• **LISTED RECORDS**
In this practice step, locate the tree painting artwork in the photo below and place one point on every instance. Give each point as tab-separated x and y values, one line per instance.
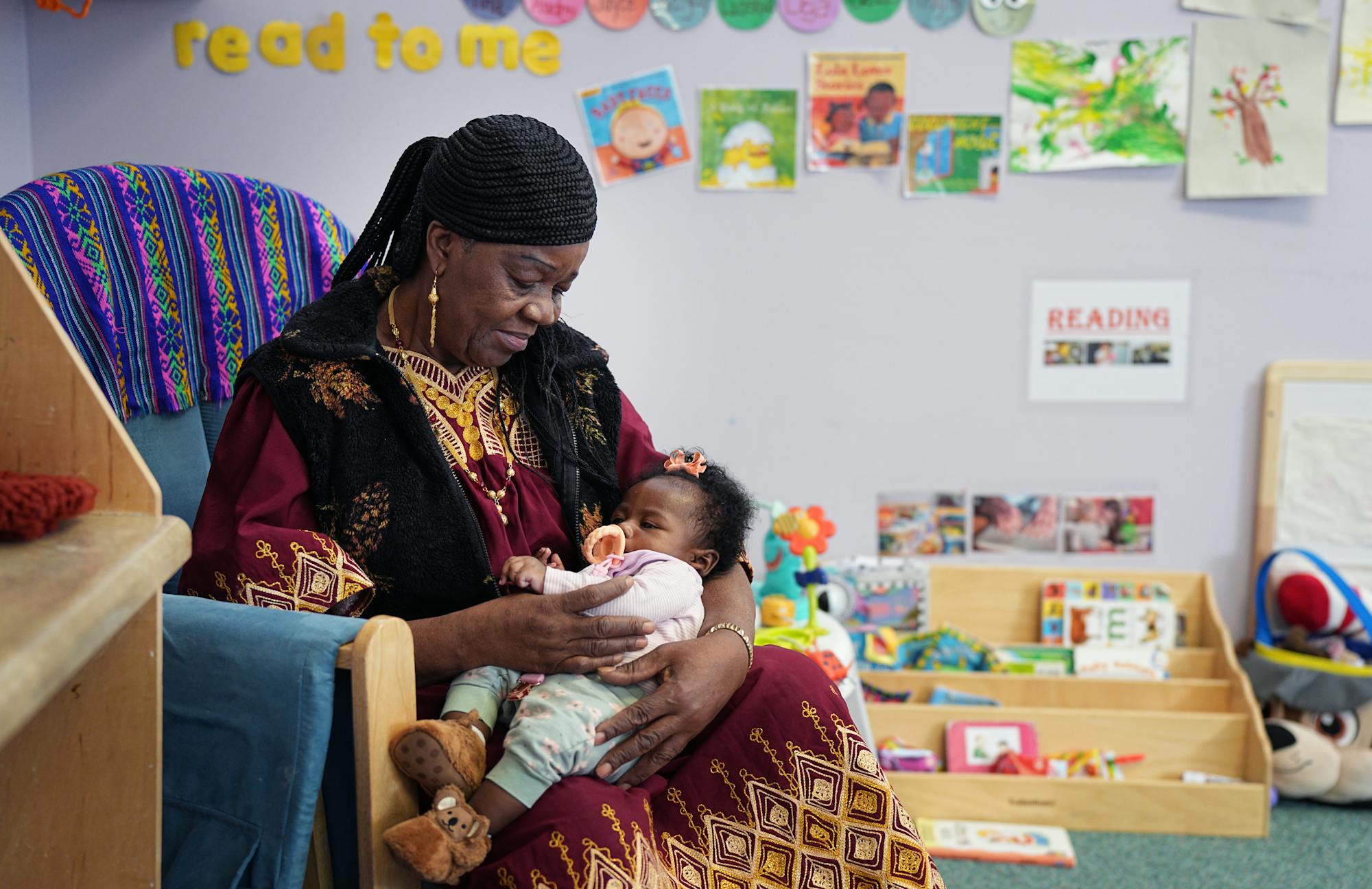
1246	104
1260	110
1100	104
1353	102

• **WORK INSTRUCTIONS**
Reproduce every line of the listing above verbatim, omitting the picture.

• **COMPLETED EXERCISE**
In this practice step, locate the tree painting artwork in the photo below and place one point on every instance. Give each point as tab-separated x and y values, one line per instance.
1246	104
1260	110
1100	104
1353	102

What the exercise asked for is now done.